#### [Entries]
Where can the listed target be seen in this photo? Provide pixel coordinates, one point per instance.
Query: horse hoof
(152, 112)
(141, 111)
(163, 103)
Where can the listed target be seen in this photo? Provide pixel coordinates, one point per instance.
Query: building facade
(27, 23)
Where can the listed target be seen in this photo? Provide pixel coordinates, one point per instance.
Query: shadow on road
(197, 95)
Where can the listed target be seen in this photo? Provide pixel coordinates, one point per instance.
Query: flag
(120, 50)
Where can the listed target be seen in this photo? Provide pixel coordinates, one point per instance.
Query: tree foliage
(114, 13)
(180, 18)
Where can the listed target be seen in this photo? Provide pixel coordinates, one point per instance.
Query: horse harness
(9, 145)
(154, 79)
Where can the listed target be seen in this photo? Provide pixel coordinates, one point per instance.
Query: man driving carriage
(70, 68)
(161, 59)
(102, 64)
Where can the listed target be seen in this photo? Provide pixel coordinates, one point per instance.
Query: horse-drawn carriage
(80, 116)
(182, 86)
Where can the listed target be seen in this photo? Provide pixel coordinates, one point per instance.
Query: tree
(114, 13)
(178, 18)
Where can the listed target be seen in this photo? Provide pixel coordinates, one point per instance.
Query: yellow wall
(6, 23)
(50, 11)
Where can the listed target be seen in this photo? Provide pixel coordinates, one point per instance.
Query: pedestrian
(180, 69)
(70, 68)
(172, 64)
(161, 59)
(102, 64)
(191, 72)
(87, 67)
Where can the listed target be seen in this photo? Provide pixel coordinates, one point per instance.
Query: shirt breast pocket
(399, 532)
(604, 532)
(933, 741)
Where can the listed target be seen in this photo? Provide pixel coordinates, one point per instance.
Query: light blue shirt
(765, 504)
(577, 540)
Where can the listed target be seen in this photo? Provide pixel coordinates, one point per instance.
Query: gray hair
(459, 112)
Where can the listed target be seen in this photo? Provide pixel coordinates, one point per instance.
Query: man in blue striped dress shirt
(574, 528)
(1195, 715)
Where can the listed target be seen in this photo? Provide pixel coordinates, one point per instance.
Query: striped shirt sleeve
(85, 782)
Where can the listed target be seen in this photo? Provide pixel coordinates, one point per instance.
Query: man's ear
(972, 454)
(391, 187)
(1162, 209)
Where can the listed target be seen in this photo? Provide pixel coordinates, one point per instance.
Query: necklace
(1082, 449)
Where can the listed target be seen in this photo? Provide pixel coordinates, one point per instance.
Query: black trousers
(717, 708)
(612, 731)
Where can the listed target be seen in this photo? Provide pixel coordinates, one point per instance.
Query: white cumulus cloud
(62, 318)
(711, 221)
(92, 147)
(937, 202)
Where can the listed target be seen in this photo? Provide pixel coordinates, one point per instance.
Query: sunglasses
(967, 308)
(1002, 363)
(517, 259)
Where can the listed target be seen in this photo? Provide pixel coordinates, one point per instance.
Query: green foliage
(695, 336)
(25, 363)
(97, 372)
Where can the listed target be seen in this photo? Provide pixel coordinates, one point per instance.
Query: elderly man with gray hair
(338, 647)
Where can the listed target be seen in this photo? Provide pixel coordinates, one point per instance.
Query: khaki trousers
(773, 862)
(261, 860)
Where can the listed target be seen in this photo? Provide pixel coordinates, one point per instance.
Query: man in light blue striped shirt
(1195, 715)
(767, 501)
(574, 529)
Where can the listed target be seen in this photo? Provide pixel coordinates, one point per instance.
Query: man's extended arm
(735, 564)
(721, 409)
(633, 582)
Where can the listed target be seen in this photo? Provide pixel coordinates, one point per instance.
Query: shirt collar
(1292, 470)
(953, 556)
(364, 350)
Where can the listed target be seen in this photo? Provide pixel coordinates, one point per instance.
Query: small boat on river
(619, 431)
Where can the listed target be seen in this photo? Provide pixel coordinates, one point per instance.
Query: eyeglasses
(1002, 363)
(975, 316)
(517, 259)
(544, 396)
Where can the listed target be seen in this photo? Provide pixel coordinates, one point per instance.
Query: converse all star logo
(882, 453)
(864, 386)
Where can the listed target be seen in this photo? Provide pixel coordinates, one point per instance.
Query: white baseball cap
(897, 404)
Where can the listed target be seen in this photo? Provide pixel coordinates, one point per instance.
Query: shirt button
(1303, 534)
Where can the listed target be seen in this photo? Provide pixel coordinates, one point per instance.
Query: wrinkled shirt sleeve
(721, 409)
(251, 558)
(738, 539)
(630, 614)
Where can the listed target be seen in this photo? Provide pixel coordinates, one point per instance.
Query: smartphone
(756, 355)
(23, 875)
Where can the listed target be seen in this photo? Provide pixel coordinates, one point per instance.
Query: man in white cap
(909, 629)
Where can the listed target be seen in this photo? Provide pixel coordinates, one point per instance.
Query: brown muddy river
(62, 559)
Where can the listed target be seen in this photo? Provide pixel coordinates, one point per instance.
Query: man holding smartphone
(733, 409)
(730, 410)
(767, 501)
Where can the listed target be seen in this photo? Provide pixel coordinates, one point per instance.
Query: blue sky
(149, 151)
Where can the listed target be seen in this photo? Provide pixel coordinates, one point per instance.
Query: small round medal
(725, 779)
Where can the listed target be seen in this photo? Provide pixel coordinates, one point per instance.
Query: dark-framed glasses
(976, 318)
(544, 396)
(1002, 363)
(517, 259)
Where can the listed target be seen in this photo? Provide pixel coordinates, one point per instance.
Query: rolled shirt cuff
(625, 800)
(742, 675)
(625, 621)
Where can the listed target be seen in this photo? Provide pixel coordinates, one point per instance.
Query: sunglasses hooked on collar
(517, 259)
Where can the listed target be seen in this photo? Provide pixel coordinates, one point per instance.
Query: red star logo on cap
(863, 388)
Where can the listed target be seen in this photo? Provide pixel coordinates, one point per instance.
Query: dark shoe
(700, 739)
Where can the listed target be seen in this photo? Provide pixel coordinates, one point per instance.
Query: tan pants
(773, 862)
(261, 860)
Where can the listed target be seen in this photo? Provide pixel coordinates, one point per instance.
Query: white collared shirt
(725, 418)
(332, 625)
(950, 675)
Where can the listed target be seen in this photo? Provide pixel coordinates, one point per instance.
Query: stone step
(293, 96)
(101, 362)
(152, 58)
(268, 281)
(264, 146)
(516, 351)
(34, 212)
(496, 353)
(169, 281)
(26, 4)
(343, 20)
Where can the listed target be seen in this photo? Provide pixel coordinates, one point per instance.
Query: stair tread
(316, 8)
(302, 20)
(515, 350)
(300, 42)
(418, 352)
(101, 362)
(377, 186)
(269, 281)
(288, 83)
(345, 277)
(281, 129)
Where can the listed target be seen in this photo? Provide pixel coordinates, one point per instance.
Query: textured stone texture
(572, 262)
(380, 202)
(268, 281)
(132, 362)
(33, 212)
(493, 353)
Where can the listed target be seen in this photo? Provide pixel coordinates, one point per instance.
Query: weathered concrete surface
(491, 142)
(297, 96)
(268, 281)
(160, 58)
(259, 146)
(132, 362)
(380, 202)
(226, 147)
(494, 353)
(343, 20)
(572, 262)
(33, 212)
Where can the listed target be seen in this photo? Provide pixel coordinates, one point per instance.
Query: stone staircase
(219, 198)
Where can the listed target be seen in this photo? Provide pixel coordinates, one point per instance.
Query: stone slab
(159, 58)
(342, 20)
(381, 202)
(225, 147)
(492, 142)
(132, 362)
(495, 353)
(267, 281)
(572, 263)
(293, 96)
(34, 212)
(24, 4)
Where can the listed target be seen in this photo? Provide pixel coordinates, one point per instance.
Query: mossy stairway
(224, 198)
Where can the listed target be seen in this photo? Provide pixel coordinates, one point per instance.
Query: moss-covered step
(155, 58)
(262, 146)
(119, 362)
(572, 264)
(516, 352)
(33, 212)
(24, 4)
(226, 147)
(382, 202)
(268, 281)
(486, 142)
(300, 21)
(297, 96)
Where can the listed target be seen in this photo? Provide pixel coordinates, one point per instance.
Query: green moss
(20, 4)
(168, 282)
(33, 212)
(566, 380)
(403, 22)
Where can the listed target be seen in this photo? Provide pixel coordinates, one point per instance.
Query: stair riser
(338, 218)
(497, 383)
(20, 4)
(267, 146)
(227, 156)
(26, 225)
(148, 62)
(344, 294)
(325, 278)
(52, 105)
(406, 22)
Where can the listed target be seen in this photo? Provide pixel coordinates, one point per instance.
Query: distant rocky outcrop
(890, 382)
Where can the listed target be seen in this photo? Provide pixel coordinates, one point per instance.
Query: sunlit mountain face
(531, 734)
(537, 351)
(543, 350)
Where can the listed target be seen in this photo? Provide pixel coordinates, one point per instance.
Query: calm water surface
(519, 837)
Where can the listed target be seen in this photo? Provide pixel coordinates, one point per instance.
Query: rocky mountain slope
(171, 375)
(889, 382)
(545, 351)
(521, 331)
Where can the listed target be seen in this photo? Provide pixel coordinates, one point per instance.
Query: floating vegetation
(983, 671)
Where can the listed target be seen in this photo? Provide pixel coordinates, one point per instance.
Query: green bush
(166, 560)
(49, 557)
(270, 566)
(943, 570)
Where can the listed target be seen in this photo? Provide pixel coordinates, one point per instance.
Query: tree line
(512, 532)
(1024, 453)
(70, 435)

#### [Short problem]
Return every line in the rows above that contains the string "star", matching case exactly.

#### [Full answer]
Query: converse all star logo
Query: red star logo on cap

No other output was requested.